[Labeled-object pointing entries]
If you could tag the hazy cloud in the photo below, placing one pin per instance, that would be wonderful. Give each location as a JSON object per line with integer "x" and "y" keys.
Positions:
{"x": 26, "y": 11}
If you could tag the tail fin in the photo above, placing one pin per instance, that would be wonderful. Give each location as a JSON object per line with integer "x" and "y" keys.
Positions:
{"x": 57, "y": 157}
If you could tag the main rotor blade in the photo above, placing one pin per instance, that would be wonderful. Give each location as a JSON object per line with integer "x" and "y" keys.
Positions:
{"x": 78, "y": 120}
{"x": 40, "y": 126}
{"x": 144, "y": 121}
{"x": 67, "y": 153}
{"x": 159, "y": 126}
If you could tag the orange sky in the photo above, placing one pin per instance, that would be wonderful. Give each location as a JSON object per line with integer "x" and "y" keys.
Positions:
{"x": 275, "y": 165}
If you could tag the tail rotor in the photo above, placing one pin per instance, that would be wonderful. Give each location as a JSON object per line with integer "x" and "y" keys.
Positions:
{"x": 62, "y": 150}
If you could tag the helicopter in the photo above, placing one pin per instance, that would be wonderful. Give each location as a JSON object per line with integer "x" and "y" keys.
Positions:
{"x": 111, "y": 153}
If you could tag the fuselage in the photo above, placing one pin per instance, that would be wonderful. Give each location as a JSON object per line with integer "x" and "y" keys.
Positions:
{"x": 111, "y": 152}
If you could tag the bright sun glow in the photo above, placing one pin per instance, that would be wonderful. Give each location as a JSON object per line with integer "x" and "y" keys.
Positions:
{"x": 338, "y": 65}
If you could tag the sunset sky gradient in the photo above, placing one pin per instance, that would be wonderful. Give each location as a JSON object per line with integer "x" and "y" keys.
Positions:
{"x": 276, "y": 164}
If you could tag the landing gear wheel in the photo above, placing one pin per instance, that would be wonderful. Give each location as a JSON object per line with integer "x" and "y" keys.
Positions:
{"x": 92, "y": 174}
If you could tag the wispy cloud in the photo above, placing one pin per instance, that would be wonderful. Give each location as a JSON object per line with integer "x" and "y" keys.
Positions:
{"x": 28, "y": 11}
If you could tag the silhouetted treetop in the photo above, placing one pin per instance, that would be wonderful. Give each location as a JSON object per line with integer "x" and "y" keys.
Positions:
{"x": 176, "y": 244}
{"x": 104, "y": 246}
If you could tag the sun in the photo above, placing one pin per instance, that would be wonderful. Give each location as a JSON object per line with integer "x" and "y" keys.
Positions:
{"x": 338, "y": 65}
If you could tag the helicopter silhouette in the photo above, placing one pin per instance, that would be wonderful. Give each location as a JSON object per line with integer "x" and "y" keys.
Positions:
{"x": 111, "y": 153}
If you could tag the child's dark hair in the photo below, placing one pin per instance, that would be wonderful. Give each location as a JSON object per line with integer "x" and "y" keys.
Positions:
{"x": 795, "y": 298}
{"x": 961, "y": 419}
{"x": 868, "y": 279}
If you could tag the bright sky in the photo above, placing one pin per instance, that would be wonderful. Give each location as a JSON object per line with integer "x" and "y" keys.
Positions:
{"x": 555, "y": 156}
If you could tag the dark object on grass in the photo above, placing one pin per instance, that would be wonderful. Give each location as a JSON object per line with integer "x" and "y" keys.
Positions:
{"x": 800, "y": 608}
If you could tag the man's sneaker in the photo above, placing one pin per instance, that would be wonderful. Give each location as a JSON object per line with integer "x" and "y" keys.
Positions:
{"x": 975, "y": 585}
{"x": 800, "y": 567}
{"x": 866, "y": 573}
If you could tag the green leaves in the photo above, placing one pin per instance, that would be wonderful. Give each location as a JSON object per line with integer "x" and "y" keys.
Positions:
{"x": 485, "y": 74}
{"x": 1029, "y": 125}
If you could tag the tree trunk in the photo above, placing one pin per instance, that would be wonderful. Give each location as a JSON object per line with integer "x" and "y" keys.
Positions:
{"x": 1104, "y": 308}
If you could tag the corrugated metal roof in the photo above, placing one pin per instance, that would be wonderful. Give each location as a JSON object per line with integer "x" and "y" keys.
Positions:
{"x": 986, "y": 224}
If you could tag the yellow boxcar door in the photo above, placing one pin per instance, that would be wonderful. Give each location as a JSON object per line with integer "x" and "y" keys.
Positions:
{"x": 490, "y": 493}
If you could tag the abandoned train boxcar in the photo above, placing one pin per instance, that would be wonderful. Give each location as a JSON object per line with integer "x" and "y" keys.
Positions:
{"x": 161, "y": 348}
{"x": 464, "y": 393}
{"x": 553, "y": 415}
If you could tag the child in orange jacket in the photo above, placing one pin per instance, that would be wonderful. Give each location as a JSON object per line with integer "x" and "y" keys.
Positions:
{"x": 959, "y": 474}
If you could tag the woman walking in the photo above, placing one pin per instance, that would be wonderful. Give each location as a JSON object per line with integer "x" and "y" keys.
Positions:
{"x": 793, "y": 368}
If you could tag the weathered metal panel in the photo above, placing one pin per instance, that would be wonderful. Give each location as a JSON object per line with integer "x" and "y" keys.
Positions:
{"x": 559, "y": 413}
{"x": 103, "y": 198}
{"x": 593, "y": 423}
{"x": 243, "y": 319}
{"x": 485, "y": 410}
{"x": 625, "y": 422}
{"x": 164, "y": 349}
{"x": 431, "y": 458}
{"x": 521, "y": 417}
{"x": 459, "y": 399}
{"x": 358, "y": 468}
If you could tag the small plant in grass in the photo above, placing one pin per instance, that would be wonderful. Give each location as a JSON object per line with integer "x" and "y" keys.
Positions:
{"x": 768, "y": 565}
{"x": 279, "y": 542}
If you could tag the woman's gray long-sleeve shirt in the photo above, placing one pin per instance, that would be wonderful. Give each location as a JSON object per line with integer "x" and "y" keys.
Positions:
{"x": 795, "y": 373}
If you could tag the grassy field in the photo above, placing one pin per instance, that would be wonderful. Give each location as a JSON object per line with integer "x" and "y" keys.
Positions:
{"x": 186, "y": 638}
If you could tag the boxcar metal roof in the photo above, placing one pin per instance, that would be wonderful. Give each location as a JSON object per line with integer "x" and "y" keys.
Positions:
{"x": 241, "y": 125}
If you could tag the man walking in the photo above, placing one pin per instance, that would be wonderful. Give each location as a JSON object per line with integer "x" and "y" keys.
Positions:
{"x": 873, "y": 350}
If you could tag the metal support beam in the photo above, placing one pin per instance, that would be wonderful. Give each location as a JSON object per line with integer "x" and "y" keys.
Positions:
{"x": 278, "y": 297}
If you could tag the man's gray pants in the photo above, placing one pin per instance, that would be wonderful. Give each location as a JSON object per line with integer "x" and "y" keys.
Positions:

§ **TASK STATEMENT**
Type out the whole listing above again, exactly as it stands.

§ **COMPLETED EXERCISE**
If you could tag the hazy cloud in the photo below, placing one pin per instance, that would be wonderful. Give each location as a JSON object per line with integer "x" and "y" keys.
Positions:
{"x": 26, "y": 11}
If you could tag the tail fin in the photo above, placing one pin per instance, that would be wonderful. Give each location as a JSON object per line with integer "x" and "y" keys.
Positions:
{"x": 57, "y": 157}
If you could tag the main rotor blade in the photo above, placing one pin per instance, that would be wonderful. Give each location as a JSON object per line with integer "x" and "y" keys.
Positions:
{"x": 78, "y": 120}
{"x": 40, "y": 126}
{"x": 144, "y": 121}
{"x": 67, "y": 153}
{"x": 159, "y": 126}
If you could tag the orange sky in the photo above, placing one pin per instance, that would be wonderful. Give each location as a JSON object per line with integer "x" and "y" keys.
Positions:
{"x": 275, "y": 165}
If you could tag the tail rotor in the photo above, placing one pin per instance, that would be wonderful. Give each location as a JSON object per line with integer "x" and "y" keys.
Positions:
{"x": 62, "y": 150}
If you could tag the helicopter in the photo above, placing one pin per instance, that would be wonderful. Give each location as a JSON object per line with integer "x" and "y" keys.
Positions:
{"x": 111, "y": 153}
If you could tag the fuselage in the photo above, placing one pin per instance, that would be wonderful. Give each location as a JSON object per line with integer "x" and "y" keys.
Positions:
{"x": 111, "y": 152}
If you could tag the bright sun glow in the photo above, placing one pin per instance, that would be wonderful. Give each location as a JSON object per line with integer "x" and "y" keys.
Positions:
{"x": 338, "y": 65}
If you could tag the sunset sky gradient in the photo above, placing one pin per instance, that would be wonderful. Give each location as a JSON object per line with integer "x" and "y" keys.
Positions:
{"x": 276, "y": 164}
If you could tag the landing gear wheel in the photo above, placing one pin per instance, that would be wonderful. Give each location as a JSON object per line with integer "x" and "y" keys.
Positions:
{"x": 92, "y": 174}
If you could tag the wispy cloud in the photo above, placing one pin per instance, that would be wonderful. Give each location as a JSON object per line with integer "x" and "y" keys.
Positions:
{"x": 28, "y": 11}
If you could tag the silhouetted treetop in the photo above, placing one pin per instance, that would be wonderful. Give each location as a JSON object per line with integer "x" and "y" keys.
Positions:
{"x": 176, "y": 244}
{"x": 104, "y": 246}
If you could tag the sun in the photo above, placing one pin per instance, that would be wonderful. Give each location as a JSON object per line with integer "x" and "y" keys.
Positions:
{"x": 338, "y": 65}
If you could tag the helicopter silhouette in the photo above, placing one pin per instance, that would be wonderful. Give each location as a JSON object per line with integer "x" and "y" keys.
Positions:
{"x": 111, "y": 153}
If you could tag the child's dark hair in the photo below, placing one pin per instance, that would be wonderful. Give each location as a JSON object per line with integer "x" and "y" keys.
Positions:
{"x": 795, "y": 298}
{"x": 961, "y": 419}
{"x": 868, "y": 279}
If you could tag the bright sky in the photo above, placing one pin per instance, that would be wonderful. Give each location as a JSON object per line with integer "x" and "y" keys.
Positions:
{"x": 555, "y": 156}
If you could tag the dark object on grass in the photo above, placing one pin per instance, that would be wonderful. Give each location as a JSON object per line with integer "x" and "y" keys.
Positions:
{"x": 800, "y": 608}
If you could tag the man's sneaker in the photo above, placing one pin per instance, that would be wonderful. Give each location as a JSON object per line with integer "x" and "y" keys.
Positions:
{"x": 975, "y": 585}
{"x": 800, "y": 567}
{"x": 866, "y": 573}
If you could tag the green leaves in the photo above, placing one pin per instance, that would be wonderful. Give each location as a JSON object per line with integer "x" and "y" keys.
Positions:
{"x": 485, "y": 74}
{"x": 1029, "y": 125}
If you could tag the tree trunk in the photo above, placing one pin per instance, that would be wonderful. Give each location as a JSON object per line with integer "x" and "y" keys.
Positions:
{"x": 1104, "y": 308}
If you could tag the corrugated metal roof in the photo above, placing one pin per instance, that would be wonderful. Give each location as a JSON object per line with integer "x" and "y" keys.
Positions:
{"x": 986, "y": 224}
If you could tag the yellow boxcar door in the photo above, placing one pin per instance, that would be wonderful. Give each location as a JSON object per line with integer "x" and "y" keys.
Positions:
{"x": 490, "y": 493}
If you could tag the abandoned train boxcar in the photo above, placing one pin per instance, that would be wonderful. Give each location as a JSON object per line with integer "x" and "y" keys.
Positions:
{"x": 161, "y": 348}
{"x": 464, "y": 393}
{"x": 553, "y": 415}
If you could tag the child in orange jacket in the photo above, placing one pin per instance, that would be wonderful. Give each location as a JSON object per line with integer "x" and "y" keys.
Positions:
{"x": 959, "y": 474}
If you could tag the woman walking in the photo above, placing one pin per instance, that would be wonderful. Give each location as a JSON object per line with integer "x" and "y" keys.
Positions:
{"x": 793, "y": 368}
If you could tag the weathered metal panel in the photo above, placing one pin per instance, that would be wonderful. Give each location as a JSON object per line with integer "x" and "y" keys.
Positions:
{"x": 559, "y": 413}
{"x": 103, "y": 198}
{"x": 593, "y": 423}
{"x": 243, "y": 319}
{"x": 485, "y": 410}
{"x": 625, "y": 422}
{"x": 164, "y": 349}
{"x": 431, "y": 458}
{"x": 521, "y": 417}
{"x": 459, "y": 399}
{"x": 358, "y": 468}
If you could tag the small plant in grass in the photo above, placing one pin per instance, that would be wonderful. Give each location as a JSON object per line with integer "x" and "y" keys.
Positions:
{"x": 768, "y": 565}
{"x": 279, "y": 542}
If you could tag the woman's gray long-sleeve shirt in the photo above, placing one pin per instance, that would be wonderful. Give each location as a JSON object per line with integer "x" and "y" keys.
Positions:
{"x": 795, "y": 373}
If you could tag the grassy field in the photo above, placing one pin per instance, that would be wonderful. Give each location as a JSON object per line with integer "x" and "y" keys.
Positions:
{"x": 186, "y": 638}
If you could tag the boxcar metal roof in the photo above, placing one pin per instance, that would be wonderful. Give each location as a JSON object per line with integer "x" and "y" keys.
Positions:
{"x": 241, "y": 125}
If you could tag the man walking in the photo above, placing one pin per instance, that would be wonderful. Give each location as a JSON object per line with integer "x" and "y" keys.
Positions:
{"x": 873, "y": 350}
If you could tag the metal support beam in the photo above, placing one pin per instance, that would be wonderful. Give each location as a JSON object per line with integer "x" and "y" keys.
Positions:
{"x": 278, "y": 297}
If you could tag the man's gray pants in the photo above, placing one pin per instance, that would be wonderful. Give each location as a JSON object per line with integer "x" and "y" keys.
Positions:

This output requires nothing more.